WORK ORDER: In the listing that follows, the range to quote begins at the line that has "Target: man's ear" and ends after the line that has "Note to the class: point out every instance of the wire"; quote it verbatim and add nothing.

EXERCISE DATA:
↓↓↓
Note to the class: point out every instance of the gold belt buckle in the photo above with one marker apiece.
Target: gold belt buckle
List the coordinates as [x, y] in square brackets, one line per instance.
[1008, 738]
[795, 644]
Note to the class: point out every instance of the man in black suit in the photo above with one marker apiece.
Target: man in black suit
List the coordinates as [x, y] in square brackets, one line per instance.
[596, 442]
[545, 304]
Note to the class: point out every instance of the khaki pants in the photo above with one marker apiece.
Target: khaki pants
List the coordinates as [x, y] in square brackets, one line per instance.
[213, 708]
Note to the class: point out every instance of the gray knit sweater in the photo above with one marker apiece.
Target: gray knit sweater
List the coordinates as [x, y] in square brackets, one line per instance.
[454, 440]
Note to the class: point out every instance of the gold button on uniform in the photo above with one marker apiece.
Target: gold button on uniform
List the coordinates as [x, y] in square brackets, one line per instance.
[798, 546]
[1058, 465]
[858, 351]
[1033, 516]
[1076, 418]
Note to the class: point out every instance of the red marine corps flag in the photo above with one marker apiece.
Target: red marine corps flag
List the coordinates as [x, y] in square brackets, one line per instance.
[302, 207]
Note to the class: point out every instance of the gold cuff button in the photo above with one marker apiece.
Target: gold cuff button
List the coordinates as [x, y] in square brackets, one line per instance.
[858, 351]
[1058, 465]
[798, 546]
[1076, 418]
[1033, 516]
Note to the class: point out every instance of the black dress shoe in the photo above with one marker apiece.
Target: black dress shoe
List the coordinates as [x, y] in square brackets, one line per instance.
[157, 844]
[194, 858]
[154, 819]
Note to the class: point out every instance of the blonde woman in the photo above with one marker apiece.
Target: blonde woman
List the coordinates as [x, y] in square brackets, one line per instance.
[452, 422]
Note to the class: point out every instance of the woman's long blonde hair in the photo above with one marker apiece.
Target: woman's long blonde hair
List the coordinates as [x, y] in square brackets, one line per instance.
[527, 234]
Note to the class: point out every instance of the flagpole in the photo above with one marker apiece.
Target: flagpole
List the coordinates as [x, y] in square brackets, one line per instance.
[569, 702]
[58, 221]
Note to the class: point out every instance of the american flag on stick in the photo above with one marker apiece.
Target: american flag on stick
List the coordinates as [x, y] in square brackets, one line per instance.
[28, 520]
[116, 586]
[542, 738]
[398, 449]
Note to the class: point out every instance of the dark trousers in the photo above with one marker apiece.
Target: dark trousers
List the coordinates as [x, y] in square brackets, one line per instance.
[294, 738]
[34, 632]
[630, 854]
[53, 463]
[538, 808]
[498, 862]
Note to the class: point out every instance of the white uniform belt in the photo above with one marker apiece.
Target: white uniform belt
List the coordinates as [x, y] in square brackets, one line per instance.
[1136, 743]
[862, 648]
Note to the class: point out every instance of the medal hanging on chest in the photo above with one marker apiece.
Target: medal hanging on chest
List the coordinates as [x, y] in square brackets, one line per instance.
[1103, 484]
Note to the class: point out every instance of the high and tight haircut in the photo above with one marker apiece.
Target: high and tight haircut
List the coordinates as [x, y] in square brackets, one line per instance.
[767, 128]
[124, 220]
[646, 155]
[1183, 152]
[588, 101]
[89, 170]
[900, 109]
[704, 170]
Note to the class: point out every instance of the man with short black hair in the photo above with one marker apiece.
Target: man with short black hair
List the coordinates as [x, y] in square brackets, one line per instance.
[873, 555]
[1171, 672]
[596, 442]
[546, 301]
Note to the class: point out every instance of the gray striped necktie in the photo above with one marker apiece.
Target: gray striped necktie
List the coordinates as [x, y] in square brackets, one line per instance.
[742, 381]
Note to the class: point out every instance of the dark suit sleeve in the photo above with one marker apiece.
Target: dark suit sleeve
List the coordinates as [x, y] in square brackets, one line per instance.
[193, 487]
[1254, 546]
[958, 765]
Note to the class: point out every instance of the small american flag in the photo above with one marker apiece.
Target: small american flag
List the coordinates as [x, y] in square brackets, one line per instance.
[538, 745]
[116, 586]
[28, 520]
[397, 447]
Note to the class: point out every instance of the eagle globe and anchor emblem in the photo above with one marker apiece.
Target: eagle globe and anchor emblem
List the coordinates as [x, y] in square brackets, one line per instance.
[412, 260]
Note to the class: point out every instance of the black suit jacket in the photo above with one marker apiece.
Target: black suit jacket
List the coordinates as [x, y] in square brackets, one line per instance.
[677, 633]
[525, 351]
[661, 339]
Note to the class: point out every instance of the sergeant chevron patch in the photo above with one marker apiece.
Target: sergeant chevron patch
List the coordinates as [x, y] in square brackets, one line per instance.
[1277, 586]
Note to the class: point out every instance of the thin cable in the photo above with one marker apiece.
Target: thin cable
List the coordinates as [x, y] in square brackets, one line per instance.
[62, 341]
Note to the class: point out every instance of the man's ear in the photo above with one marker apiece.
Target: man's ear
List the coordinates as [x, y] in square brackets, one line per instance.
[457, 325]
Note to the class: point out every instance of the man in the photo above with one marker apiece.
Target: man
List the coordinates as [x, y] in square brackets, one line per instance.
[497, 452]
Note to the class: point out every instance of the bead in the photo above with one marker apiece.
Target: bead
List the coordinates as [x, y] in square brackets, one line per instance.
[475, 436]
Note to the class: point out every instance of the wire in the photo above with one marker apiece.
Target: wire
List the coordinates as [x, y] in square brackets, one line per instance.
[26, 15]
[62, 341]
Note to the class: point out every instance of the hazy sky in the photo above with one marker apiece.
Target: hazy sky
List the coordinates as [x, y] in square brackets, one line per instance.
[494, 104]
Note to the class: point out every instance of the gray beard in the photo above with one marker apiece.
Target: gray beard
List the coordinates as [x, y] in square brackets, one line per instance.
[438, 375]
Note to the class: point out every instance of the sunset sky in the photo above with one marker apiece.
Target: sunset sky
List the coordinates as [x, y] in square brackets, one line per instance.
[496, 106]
↑↑↑
TASK OUTPUT:
Target: man's ear
List the coordinates as [x, y] in square brackets, one line per instance.
[457, 325]
Note to the class: point out every instance of the man in the photo above with one marker apiece.
Target: man
List the coordinates as [x, y] in square brackets, one line per instance.
[497, 452]
Note to the class: point out every instance of the bead in the photo above with one marker apiece.
Target: bead
List the coordinates as [x, y] in square brackets, one line per instance.
[475, 436]
Note to the class: point out every instance of the wire in the photo above with one marker apiece.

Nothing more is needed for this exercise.